* **Given request**
Every entry needs to be printed exactly, please.

------------------------------------------------------------

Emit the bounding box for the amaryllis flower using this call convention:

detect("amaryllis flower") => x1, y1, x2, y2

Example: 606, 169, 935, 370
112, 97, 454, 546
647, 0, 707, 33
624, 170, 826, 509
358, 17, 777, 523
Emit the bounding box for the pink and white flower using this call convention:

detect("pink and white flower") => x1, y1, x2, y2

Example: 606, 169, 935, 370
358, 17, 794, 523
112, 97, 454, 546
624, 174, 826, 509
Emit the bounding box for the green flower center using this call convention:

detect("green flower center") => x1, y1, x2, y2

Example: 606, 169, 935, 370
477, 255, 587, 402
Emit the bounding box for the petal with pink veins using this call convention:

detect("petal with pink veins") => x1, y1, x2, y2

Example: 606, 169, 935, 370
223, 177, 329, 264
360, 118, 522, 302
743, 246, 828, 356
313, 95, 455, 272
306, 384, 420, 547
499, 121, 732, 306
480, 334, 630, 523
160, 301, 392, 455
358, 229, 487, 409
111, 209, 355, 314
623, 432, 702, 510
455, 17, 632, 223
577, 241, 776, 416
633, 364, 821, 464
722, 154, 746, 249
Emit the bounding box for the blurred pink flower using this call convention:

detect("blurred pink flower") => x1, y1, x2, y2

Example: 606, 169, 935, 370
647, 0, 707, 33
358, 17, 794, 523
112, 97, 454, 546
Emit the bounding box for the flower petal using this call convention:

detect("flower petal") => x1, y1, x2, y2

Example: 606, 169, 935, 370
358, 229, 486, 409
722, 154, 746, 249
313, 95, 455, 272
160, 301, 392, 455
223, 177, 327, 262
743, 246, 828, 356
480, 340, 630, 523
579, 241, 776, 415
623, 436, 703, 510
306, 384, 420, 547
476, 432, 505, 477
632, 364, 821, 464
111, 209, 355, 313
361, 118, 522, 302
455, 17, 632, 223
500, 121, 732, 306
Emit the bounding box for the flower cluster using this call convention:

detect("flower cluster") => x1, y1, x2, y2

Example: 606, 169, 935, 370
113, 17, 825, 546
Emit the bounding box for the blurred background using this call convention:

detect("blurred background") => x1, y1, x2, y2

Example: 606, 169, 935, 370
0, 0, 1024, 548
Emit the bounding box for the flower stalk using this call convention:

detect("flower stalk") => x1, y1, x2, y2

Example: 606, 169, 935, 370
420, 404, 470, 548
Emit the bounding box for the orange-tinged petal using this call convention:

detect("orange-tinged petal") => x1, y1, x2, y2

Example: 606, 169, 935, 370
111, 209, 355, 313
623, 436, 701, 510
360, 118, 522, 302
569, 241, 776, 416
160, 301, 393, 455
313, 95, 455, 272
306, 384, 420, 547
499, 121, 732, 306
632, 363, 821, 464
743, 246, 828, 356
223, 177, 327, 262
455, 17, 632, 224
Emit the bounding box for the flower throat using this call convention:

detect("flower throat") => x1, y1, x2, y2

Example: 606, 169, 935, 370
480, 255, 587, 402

------------------------------------------------------------

* **Exercise output**
Emit the bounding box for the amaryllis flower using this call convention:

detect("amaryllis flower") => x1, y1, x2, y2

Example: 606, 169, 935, 370
112, 97, 454, 546
647, 0, 707, 33
624, 170, 826, 509
358, 17, 777, 523
Emit the bounding box for the pink and white flower using this call convention:

detect("pink and white flower") => x1, y1, x2, y2

Example: 606, 169, 935, 370
358, 17, 794, 523
112, 97, 454, 546
624, 174, 826, 509
Emit the bounding box for the green flower center using this call convention:

detect("green flower center") => x1, y1, x2, y2

Example: 606, 169, 935, 370
477, 255, 587, 402
Emit the bounding box for the petal with pink veins using this call convention:

detect("petal with pink veins") => x1, y1, x2, y2

Example: 606, 169, 935, 370
223, 177, 329, 264
360, 118, 522, 302
743, 246, 828, 356
313, 95, 455, 272
306, 384, 420, 547
499, 121, 732, 306
480, 334, 630, 523
160, 301, 392, 455
358, 229, 487, 409
111, 209, 355, 314
623, 432, 702, 510
455, 17, 632, 223
577, 241, 776, 416
633, 364, 821, 464
722, 154, 746, 249
Emit the bounding box for the blurred pink flower using this call convention:

detect("blurred pink flower") => x1, y1, x2, y2

Example: 606, 169, 935, 370
647, 0, 707, 33
358, 17, 794, 523
112, 97, 454, 546
Emit the bounding box for the flower petal using this call convention:

detect("flower petal") => x1, y1, x2, y2

Example: 606, 169, 935, 370
358, 229, 486, 409
722, 154, 746, 249
313, 95, 455, 272
160, 301, 392, 455
223, 177, 327, 262
743, 246, 828, 356
480, 340, 630, 523
579, 241, 776, 415
623, 436, 703, 510
306, 384, 420, 547
476, 432, 505, 477
632, 364, 821, 464
111, 209, 355, 313
361, 118, 522, 302
455, 17, 632, 223
500, 121, 732, 306
Emit the bounding box for the flower cluster using this call convention:

detect("flower cluster") => x1, y1, x2, y2

Example: 606, 169, 935, 370
113, 17, 825, 546
Emit the bounding box for the blurred background using this call convention:

detect("blurred background") => x1, y1, x2, y2

Example: 606, 169, 935, 370
0, 0, 1024, 548
Emit the bounding box for the flower stalk using this call convention:

detect("flower stalk") => x1, y1, x2, y2

Example: 606, 169, 935, 370
420, 404, 470, 548
Emit the bounding box for the orange-tinged petal using this call convention:

detect("orange-tinged petal") => x1, y1, x2, y2

Example: 606, 169, 935, 370
111, 209, 355, 313
623, 436, 701, 510
360, 118, 522, 302
569, 241, 776, 416
160, 301, 393, 455
313, 95, 455, 272
306, 384, 420, 547
499, 121, 732, 306
632, 363, 821, 464
743, 246, 828, 356
223, 177, 327, 262
455, 17, 632, 224
Emit the bounding box for the flower throat using this call convention:

detect("flower throat") => x1, y1, x2, y2

Example: 606, 169, 935, 370
480, 255, 587, 402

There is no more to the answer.